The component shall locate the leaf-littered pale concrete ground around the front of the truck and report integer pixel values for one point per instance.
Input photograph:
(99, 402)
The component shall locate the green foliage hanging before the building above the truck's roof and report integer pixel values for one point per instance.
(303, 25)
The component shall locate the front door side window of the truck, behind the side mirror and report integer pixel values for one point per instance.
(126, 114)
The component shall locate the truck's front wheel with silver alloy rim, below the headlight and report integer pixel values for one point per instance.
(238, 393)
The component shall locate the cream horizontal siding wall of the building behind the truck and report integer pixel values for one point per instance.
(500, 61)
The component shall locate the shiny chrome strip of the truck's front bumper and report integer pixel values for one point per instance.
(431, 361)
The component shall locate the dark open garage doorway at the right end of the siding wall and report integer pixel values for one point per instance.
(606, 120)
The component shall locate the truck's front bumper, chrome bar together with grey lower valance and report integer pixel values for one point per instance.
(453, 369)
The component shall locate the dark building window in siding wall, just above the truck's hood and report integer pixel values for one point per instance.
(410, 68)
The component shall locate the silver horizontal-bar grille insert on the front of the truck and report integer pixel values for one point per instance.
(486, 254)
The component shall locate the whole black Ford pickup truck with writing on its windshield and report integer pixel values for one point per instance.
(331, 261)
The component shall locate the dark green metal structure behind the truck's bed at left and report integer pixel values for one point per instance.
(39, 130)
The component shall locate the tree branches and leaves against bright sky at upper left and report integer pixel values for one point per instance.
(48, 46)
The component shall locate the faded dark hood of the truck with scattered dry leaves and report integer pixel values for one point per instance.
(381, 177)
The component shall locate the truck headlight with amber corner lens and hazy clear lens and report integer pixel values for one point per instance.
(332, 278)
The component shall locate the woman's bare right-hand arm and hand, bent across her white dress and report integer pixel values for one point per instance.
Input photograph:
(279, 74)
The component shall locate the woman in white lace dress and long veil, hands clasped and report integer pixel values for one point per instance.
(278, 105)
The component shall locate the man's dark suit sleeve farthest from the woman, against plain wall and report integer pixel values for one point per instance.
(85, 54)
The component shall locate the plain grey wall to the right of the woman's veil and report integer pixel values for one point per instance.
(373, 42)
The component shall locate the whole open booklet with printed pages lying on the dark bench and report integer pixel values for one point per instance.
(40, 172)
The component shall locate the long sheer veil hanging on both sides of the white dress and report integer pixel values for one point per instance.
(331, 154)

# [WORK TO BE COMPLETED]
What is needed is an exact transcription of every record above.

# [OUTPUT BELOW]
The component shall locate the leaf-littered pale concrete ground around the front of the truck and report integer pixel values for one point per instance.
Input photograph:
(99, 402)
The component shall locate the green foliage hanging before the building above the truck's roof and report integer pixel values for one point per instance.
(303, 25)
The component shall locate the front door side window of the truck, behind the side mirror and report integer pixel values for one point per instance.
(126, 114)
The component shall locate the truck's front wheel with silver alloy rim, below the headlight and report integer pixel values for one point per instance.
(238, 393)
The component shall locate the cream horizontal siding wall of the building behind the truck and report integer pixel values for one point per instance.
(500, 61)
The component shall locate the shiny chrome strip of the truck's front bumper and report integer pixel values for one point per instance.
(431, 361)
The component shall locate the dark open garage doorway at the right end of the siding wall and report integer pixel values for one point per instance.
(606, 120)
The component shall locate the truck's front bumper, chrome bar together with grey lower valance and report integer pixel values for one point per instance.
(453, 369)
The component shall locate the dark building window in siding wall, just above the truck's hood and report integer pixel values for one point per instance.
(410, 68)
The component shall locate the silver horizontal-bar grille insert on the front of the truck and report integer pixel values for one point per instance.
(486, 254)
The component shall locate the whole black Ford pickup truck with writing on its windshield and report integer pixel values for one point per instance.
(331, 261)
The component shall locate the dark green metal structure behind the truck's bed at left and report integer pixel values for one point per instance.
(39, 130)
The component shall locate the tree branches and leaves against bright sky at upper left and report integer pixel values for one point per instance.
(48, 46)
The component shall locate the faded dark hood of the truck with scattered dry leaves and report integer pixel values for one point per instance.
(381, 177)
The component shall locate the truck headlight with amber corner lens and hazy clear lens and report integer pixel values for one point per instance.
(332, 278)
The component shall locate the woman's bare right-hand arm and hand, bent across her white dress and report integer pixel values for one point per instance.
Input photograph:
(279, 74)
The component shall locate the woman in white lace dress and long veil, hands clasped and report integer pixel values for one point per instance.
(278, 105)
The component shall locate the man's dark suit sleeve farthest from the woman, against plain wall and report integer pixel values for one point per instance.
(85, 54)
The component shall locate the plain grey wall to the right of the woman's veil and report integer pixel values for one point per instance.
(373, 42)
The component shall locate the whole open booklet with printed pages lying on the dark bench and report integer pixel values for one point per instance.
(40, 172)
The component shall locate the long sheer veil hanging on both sides of the white dress and report integer pixel values for one point per instance.
(331, 154)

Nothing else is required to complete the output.